**Task brief**.
Gather every line of the listing that contains the string "tree", treating uppercase and lowercase as different.

(Dataset items)
◆ ◆ ◆ ◆ ◆
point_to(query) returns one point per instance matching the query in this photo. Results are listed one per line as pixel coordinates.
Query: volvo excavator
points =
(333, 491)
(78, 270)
◆ ◆ ◆ ◆ ◆
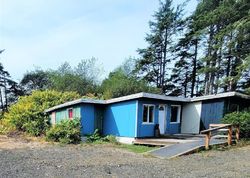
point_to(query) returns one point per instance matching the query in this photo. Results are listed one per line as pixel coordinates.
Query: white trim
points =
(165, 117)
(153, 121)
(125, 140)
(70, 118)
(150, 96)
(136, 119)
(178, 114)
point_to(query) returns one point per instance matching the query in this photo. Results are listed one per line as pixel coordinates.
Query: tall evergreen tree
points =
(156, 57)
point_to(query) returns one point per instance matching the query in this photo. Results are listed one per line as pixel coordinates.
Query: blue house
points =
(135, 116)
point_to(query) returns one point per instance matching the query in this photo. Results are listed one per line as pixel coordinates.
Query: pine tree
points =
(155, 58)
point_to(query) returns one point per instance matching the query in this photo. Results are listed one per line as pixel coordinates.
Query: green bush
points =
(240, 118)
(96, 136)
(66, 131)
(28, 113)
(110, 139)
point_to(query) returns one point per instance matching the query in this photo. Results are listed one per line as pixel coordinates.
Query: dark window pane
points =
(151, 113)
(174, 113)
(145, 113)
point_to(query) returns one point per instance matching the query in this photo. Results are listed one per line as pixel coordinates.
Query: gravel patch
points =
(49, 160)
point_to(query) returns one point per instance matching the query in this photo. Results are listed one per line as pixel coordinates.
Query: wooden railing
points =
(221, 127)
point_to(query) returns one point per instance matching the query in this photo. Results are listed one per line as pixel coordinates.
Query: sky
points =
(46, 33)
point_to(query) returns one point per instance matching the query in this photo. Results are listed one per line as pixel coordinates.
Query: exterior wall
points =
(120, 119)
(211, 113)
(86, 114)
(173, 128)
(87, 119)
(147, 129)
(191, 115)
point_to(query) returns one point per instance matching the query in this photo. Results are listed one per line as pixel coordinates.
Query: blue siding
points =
◆ ◆ ◆ ◆ ◆
**Answer**.
Query: tall evergreen tree
Query: pine tree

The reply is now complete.